The task: Your answer should be exactly the lines from the one that contains "like [474, 52]." through the final line of the entries below, and nothing else.

Items listed in a dataset
((

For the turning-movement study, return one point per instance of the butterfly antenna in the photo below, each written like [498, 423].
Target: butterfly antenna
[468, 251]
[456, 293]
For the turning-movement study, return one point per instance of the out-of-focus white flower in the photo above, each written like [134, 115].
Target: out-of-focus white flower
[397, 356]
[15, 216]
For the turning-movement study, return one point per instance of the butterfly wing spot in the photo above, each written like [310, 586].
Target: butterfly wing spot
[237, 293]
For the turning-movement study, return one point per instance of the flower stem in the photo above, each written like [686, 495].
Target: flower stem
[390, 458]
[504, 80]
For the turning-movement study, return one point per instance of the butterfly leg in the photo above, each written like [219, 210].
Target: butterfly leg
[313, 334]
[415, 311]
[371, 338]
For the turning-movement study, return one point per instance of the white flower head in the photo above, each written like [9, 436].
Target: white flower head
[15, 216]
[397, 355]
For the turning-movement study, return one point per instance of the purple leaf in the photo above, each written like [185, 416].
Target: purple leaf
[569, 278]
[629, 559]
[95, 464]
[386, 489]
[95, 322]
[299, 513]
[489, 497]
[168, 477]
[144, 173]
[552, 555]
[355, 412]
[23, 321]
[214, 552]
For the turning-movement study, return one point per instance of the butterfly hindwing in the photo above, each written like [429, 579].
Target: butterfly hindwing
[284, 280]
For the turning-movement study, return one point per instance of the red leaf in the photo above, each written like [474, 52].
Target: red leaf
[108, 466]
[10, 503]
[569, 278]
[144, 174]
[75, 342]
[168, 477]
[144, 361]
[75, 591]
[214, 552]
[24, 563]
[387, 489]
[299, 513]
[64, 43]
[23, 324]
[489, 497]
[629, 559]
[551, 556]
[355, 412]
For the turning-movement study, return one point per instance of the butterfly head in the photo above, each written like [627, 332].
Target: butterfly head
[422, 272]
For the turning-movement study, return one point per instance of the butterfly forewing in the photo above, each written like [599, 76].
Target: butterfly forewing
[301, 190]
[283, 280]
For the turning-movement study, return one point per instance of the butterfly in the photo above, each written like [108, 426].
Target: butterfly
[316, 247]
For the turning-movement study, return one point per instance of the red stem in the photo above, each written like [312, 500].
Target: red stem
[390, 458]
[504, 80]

))

Task output:
For the turning-movement study, return one point per instance of the red leaf in the photo above, each written like [474, 52].
Target: red leaf
[108, 466]
[10, 503]
[569, 278]
[144, 174]
[75, 342]
[168, 477]
[144, 361]
[75, 591]
[214, 552]
[24, 563]
[387, 489]
[299, 513]
[64, 43]
[23, 324]
[489, 497]
[629, 559]
[551, 556]
[355, 412]
For the turning-movement study, return one point per instance of the butterfly head in the photo above, each written like [627, 332].
Target: butterfly head
[422, 272]
For the turning-movement study, return one point per instance of the butterfly forewing in the photo above, each written like [599, 76].
Target: butterfly forewing
[301, 190]
[283, 280]
For the turning-movement study, return one point per instance of the butterfly in the photo above, each written like [108, 426].
Target: butterfly
[316, 247]
For the turning-movement study, return one point per instance of the red stem in the photo above, each written like [312, 500].
Target: red stem
[390, 458]
[504, 80]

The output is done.